**Requirements**
Recast every line of the listing below as a numbered list, leaving out any blank lines.
-- Begin Information supplied --
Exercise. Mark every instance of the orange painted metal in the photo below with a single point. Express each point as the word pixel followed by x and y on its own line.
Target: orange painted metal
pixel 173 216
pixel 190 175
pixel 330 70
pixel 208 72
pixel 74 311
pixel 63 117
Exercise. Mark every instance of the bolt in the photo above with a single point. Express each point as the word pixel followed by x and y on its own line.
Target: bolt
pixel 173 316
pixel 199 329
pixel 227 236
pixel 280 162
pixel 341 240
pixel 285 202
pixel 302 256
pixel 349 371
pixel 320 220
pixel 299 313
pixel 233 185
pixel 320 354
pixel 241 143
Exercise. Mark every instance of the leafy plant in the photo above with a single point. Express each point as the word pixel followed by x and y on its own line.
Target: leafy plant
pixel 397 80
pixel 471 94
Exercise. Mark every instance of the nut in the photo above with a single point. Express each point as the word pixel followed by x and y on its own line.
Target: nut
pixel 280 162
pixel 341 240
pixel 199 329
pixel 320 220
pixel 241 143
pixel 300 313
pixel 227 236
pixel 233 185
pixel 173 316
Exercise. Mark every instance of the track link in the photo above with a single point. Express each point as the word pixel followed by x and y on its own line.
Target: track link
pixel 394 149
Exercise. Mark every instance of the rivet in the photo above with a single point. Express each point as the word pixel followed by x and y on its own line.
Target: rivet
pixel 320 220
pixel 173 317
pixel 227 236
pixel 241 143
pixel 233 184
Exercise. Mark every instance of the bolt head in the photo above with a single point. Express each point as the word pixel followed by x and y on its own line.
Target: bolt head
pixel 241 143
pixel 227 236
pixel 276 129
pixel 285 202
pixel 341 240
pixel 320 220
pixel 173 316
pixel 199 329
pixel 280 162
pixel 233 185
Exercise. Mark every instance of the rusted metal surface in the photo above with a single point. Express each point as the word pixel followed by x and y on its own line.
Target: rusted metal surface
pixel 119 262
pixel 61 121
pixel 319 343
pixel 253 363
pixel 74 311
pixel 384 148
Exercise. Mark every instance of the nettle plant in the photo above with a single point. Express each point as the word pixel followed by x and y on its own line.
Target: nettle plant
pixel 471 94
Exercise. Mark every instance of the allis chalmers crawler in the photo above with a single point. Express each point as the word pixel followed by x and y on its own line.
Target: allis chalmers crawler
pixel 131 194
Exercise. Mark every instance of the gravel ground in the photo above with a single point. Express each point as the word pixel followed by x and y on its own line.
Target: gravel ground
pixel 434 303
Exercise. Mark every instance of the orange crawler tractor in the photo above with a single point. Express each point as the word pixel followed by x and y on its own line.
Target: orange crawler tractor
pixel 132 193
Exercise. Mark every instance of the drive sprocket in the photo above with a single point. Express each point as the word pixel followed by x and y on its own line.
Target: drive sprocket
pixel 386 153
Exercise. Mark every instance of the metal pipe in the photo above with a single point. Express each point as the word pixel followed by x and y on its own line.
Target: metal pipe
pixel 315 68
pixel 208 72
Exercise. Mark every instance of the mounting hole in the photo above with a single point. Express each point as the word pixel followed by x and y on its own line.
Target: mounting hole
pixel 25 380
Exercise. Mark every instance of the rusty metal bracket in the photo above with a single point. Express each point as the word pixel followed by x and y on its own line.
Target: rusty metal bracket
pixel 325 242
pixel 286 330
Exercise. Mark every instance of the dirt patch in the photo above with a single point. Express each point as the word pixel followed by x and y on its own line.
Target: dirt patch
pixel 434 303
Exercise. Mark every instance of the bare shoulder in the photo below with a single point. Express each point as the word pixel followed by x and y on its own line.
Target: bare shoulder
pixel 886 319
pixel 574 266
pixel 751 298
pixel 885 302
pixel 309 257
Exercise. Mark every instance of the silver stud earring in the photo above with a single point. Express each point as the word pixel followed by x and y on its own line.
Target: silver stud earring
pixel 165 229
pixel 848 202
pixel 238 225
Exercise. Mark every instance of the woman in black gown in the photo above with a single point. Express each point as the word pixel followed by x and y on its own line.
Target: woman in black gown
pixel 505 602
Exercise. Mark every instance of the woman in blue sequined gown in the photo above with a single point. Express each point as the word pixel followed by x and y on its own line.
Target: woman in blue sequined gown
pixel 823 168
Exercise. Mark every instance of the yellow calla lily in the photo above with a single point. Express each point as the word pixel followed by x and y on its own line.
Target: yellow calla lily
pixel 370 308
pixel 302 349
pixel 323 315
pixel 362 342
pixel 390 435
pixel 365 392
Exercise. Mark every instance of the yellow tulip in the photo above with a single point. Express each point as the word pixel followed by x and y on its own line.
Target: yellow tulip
-- End Information supplied --
**Task solution**
1. Exercise. Mark every instance of the orange painted metal in the photo below with a single point. Express each point as the word pixel followed by x and y on its own line.
2. Target: orange painted metal
3. pixel 173 216
4. pixel 190 175
5. pixel 330 70
6. pixel 208 72
7. pixel 74 311
8. pixel 63 117
9. Exercise. Mark every instance of the bolt in the photo above with a single point. Express each point as the word pixel followed by x and y on its own line.
10. Target: bolt
11. pixel 173 316
12. pixel 199 329
13. pixel 227 236
14. pixel 280 162
15. pixel 341 240
16. pixel 285 202
17. pixel 302 256
18. pixel 349 371
19. pixel 320 220
20. pixel 299 313
21. pixel 233 185
22. pixel 320 354
23. pixel 241 143
24. Exercise. Mark every instance of the leafy plant in the photo above with a single point. Express each point as the word pixel followed by x and y on its own line.
25. Target: leafy plant
26. pixel 397 80
27. pixel 471 94
28. Exercise. Mark every instance of the nut in the photo above with a single point. Express each point as the word pixel followed by x and y on its own line.
29. Target: nut
30. pixel 280 162
31. pixel 341 240
32. pixel 199 329
33. pixel 320 220
34. pixel 241 143
35. pixel 300 313
36. pixel 227 236
37. pixel 233 185
38. pixel 173 316
39. Exercise. Mark every instance of the track link in the photo above with a single point. Express each point as the word pixel followed by x and y on its own line.
40. Target: track link
41. pixel 394 149
42. Exercise. Mark every instance of the rivet in the photo above with a single point. Express each point as the word pixel followed by x and y on its own line.
43. Target: rivet
44. pixel 320 220
45. pixel 173 317
46. pixel 227 236
47. pixel 241 143
48. pixel 233 184
49. Exercise. Mark every instance of the bolt head in the photo above with a single point. Express each point as the word pixel followed by x and y on its own line.
50. Target: bolt head
51. pixel 241 143
52. pixel 227 236
53. pixel 276 129
54. pixel 285 202
55. pixel 341 240
56. pixel 320 220
57. pixel 173 316
58. pixel 199 329
59. pixel 280 162
60. pixel 233 185
61. Exercise. Mark every instance of the rusted metal surface in the photo above with a single point. Express each point as the word pixel followed by x and y on its own line.
62. Target: rusted metal surface
63. pixel 119 262
64. pixel 61 121
65. pixel 319 343
66. pixel 253 363
67. pixel 74 311
68. pixel 384 148
69. Exercise. Mark every instance of the nettle plant in the photo above with a single point. Express each point as the word pixel followed by x and y on its own line.
70. Target: nettle plant
71. pixel 471 94
72. Exercise. Mark every instance of the allis chalmers crawler in the photo above with a single point. Express each point as the word pixel followed by x and y on its own line.
73. Target: allis chalmers crawler
74. pixel 131 194
75. Exercise. Mark every instance of the gravel ground in the photo above with a single point. Express each point as the word pixel followed by x and y on its own line.
76. Target: gravel ground
77. pixel 434 303
78. Exercise. Mark every instance of the orange crawler tractor in the photo above with a single point. Express each point as the word pixel followed by x and y on its own line.
79. Target: orange crawler tractor
80. pixel 132 193
81. Exercise. Mark every instance of the drive sprocket in the photo above with a single point. Express each point as the word pixel followed by x and y on its own line.
82. Target: drive sprocket
83. pixel 386 153
84. Exercise. Mark every instance of the metal pipe in the photo above with a single point. Express each point as the word pixel followed by x and y on its own line.
85. Target: metal pipe
86. pixel 315 68
87. pixel 208 72
88. Exercise. Mark every instance of the mounting hole in the photo above with a single point. Express each point as the word pixel followed by x and y on its own line.
89. Target: mounting hole
90. pixel 25 380
91. Exercise. Mark every instance of the rusty metal bracket in the photo above with a single point. Express each point as the word pixel followed by x and y on its own line.
92. Target: rusty metal bracket
93. pixel 325 242
94. pixel 286 330
95. Exercise. Mark every instance of the dirt patch in the photo above with a single point. Express each point as the word pixel followed by x and y on its own line.
96. Target: dirt patch
97. pixel 434 303
98. Exercise. Mark every instance of the bare shoulder in the photo below with a single point. Express each point as the word pixel followed by x and y on its own line.
99. Target: bare shoulder
100. pixel 886 319
101. pixel 574 266
102. pixel 751 298
103. pixel 885 302
104. pixel 309 257
105. Exercise. Mark every instance of the silver stud earring in the photo above with a single point. Express each point as the word pixel followed by x and y on its own line.
106. Target: silver stud earring
107. pixel 165 229
108. pixel 848 202
109. pixel 238 225
110. Exercise. Mark every instance of the woman in black gown in the photo above with a single point. Express each point as the word pixel followed by x and y on its own line.
111. Target: woman in black gown
112. pixel 505 602
113. Exercise. Mark every instance of the woman in blue sequined gown in the photo above with a single point. Express each point as the word pixel followed by x and y on its own line.
114. Target: woman in blue sequined gown
115. pixel 823 168
116. Exercise. Mark every instance of the yellow calla lily in the photo above with a single point. Express each point as the word pixel followed by x and y on its own line.
117. Target: yellow calla lily
118. pixel 370 308
119. pixel 302 349
120. pixel 323 315
121. pixel 362 342
122. pixel 390 435
123. pixel 365 392
124. Exercise. Mark every instance of the yellow tulip in the photo above with a single point. Express each point as the word pixel followed by x and y on its own line.
125. Target: yellow tulip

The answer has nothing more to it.